◆ **Problem to work on**
Rewrite every line of the entries below as a numbered list, skipping any blank lines. Leave the pictures out of your list.
....
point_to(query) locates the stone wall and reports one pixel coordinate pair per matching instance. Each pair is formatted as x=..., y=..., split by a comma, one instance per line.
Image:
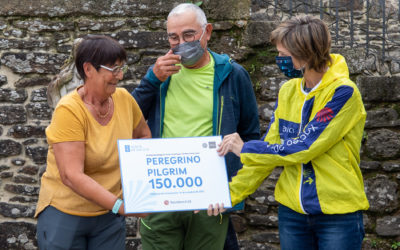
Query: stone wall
x=36, y=38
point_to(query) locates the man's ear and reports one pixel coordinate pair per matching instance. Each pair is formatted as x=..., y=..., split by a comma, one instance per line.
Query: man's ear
x=88, y=69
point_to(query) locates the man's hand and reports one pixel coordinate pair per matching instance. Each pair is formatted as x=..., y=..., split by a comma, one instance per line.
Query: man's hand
x=165, y=66
x=231, y=143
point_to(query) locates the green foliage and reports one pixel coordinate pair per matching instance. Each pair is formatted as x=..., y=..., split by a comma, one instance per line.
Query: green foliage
x=199, y=3
x=396, y=245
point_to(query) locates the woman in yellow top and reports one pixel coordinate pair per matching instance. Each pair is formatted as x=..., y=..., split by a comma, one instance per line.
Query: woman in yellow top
....
◆ **Task solution**
1. point_to(query) locates the stone wall and reports one pixel coordinate pair per matching instance. Each pair is formatted as x=..., y=..., split by a comma, one instance per line.
2. Image:
3. Query: stone wall
4. x=36, y=38
5. point_to(query) locates the man's ear and reports one pixel coordinate pair per matching instance. Each pair is formatted as x=..., y=..., split by a comma, one instance per line.
6. Query: man's ear
7. x=88, y=69
8. point_to(query) locates the man's hand and reports one pixel coordinate pair per matching instance. Each pair is formatted as x=..., y=..., split by a comma, one instance per line.
9. Query: man's hand
10. x=165, y=66
11. x=231, y=143
12. point_to(query) locates the green foliage and reports one pixel coordinate pair per matching instance. Each pair is formatted as x=..., y=..., split by a comma, one instance per line.
13. Query: green foliage
14. x=199, y=3
15. x=396, y=245
16. point_to(query) locates the woman in yellow top and reports one pixel coordinate pair per matching instance. Each pair is formatted as x=..., y=..., split by a comma, one instance per line.
17. Query: woman in yellow top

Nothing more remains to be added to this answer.